There has been lots of buzz lately about whether the United States has conducted nuclear tests over the past year. Yes Virginia, the US did, in fact, conduct tests intended to make sure that those thousands of nasty nukes in its arsenal will perform as they are designed should someone actually be crazy enough to launch one.
Of course, there was no mushroom cloud like the bad old days of atmospheric testing, or seismographic mayhem that was a telltale sign of underground tests of yore. Over the decades since the beginning of the nuclear age the U.S. conducted 1030 tests involving the detonation of a nuclear device (215 atmospherice and 815 underground) up until 1992.
The two tests (in November 2010 and March 2011) were conducted at Sandia National Laboratories Pulsed Power and Z Facility, and involved bombarding relatively small plutonium samples with extremely high energy X-rays to determine how it functions under extreme temperature and pressure.
This type of testing isn't anything like the detonation of a full scale nuclear weapon, but is still a "nuclear" test. Don't take my word for it however. The Sandia Labs press release for the March 2011 test said (in describing the test) that the:
"controlled radiation or magnetic pressure creates conditions on a small scale similar to those caused by the detonation of nuclear weapons, which is why from its earliest days pulsed power has been used to study weapons effects."Of course, this testing at Sandia is just one of many aspects of continuing efforts by the U.S. government to not only maintain, but to upgrade the nuclear weapons stockpiled and deployed in its arsenal. In addition to the work at the weapons laboratories - Sandia, Los Alamos and Lawrence Livermore - the entire manufacturing infrastructure is being completely rebuilt in order to continue modernizing the nation's nuclear arsenal.
Design, manufacturing, refurbishment, testing, upgrading... It all boils down to perpetuating a reliance on nuclear weapons, which have no purpose except to incinerate huge numbers of people and leave a radioactive wasteland in their wake. Testing is testing no matter how you cut it, and it is time to STOP.
The program of reliability testing and maintenance of U.S. nuclear weapons is referred to as "Stockpile Stewardship." The term stewardship is defined (by Merriam Webster) as "the careful and responsible management of something entrusted to one's care."
If we are to be good stewards of the Earth and the life that inhabits it (including human life), how do people reconcile being stewards of weapons that by their very nature, if used in even a limited exchange, would contaminate the planet and create conditions that might extinguish life as we know it???

..........

PROBLEM DESCRIPTION: According to the article on U.S. nuclear testing, where were the November 2010 and March 2011 tests conducted? Please draw only on the article on U.S. nuclear testing.

Collected data:
..........

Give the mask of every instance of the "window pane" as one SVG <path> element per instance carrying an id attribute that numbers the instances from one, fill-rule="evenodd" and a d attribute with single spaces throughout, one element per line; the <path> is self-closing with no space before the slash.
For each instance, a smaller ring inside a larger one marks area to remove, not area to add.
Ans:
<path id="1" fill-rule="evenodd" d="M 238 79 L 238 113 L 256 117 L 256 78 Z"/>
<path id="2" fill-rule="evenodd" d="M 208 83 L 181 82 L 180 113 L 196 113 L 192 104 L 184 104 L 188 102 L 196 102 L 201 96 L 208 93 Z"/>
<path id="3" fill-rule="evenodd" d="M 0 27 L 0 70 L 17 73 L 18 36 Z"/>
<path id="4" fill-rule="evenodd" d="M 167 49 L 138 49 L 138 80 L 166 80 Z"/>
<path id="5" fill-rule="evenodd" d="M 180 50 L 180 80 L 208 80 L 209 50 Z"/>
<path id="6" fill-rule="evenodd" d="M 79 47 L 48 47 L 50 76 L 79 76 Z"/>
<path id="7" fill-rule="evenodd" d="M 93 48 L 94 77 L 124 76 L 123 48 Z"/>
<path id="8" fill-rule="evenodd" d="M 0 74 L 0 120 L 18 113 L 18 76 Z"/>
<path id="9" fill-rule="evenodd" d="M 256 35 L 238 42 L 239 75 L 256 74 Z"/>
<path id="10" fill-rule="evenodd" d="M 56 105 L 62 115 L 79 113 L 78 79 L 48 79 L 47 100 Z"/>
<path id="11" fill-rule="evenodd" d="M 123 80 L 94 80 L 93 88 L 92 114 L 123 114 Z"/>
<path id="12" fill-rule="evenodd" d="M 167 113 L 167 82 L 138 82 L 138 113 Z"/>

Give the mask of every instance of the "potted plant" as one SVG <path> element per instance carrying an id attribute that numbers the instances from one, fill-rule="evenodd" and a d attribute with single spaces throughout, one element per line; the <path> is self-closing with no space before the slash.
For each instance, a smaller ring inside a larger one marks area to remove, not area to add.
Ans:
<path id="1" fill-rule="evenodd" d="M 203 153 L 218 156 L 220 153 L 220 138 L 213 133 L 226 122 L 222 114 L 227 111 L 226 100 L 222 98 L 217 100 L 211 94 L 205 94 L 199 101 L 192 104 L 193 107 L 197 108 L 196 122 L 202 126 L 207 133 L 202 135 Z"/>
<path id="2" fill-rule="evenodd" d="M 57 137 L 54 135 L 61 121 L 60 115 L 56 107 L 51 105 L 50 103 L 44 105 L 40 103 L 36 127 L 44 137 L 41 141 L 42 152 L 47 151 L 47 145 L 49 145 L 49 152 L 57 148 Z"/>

..........

OUTPUT OF THE EXERCISE: At Sandia National Laboratories Pulsed Power and Z Facility.